Bild: Malki (in gelb), Köckenberger (in hellblau), Hemo (kariert), Çeto (mit …
Das ist meine Tochter!“, ruft eine nach Berlin geflüchtete Mutter mit Stolz
in der Stimme, als die „Fraktion Schwimmer mit Trampolin“ ins
Scheinwerferlicht der Manege hüpft. Die Frau sitzt in der zweiten Reihe des
vollen Zirkuszeltes, schräg hinter Integrationssenatorin Elke Breitenbach
(Die Linke) und den Ehrengästen, Rojîn Çeto, Feremez Hemo und Nahrin Malki,
alle drei Bürgermeister*innen in Dêrik, Kreuzbergs neuer Partnerstadt im
autonomen nordsyrischen Rojava.
Im [1][Kinderzirkus Cabuwazi] am Tempelhofer Feld fand am vergangenen
Sonntag zum dritten Mal das „Festival der Bewegungsfreiheit“ statt.

-----

▸ Aufgabenliste:
1 - Wo fand laut dem Text über das Zirkusfestival das „Festival der Bewegungsfreiheit“ statt?
2 - Geben Sie aus dem Text über das Zirkusfestival den Abschnitt unverändert aus, der mit den Worten beginnt, die „Bild: Malki (in“ enthalten, und mit „autonomen nordsyrischen Rojava.“ schließt.

-----

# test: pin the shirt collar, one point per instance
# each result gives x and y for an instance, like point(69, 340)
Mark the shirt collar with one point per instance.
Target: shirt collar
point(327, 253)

-----

▸ Ergebnisse je Aufgabe:
1 - Im Kinderzirkus Cabuwazi am Tempelhofer Feld.

2 -
Bild: Malki (in gelb), Köckenberger (in hellblau), Hemo (kariert), Çeto (mit …
Das ist meine Tochter!“, ruft eine nach Berlin geflüchtete Mutter mit Stolz
in der Stimme, als die „Fraktion Schwimmer mit Trampolin“ ins
Scheinwerferlicht der Manege hüpft. Die Frau sitzt in der zweiten Reihe des
vollen Zirkuszeltes, schräg hinter Integrationssenatorin Elke Breitenbach
(Die Linke) und den Ehrengästen, Rojîn Çeto, Feremez Hemo und Nahrin Malki,
alle drei Bürgermeister*innen in Dêrik, Kreuzbergs neuer Partnerstadt im
autonomen nordsyrischen Rojava.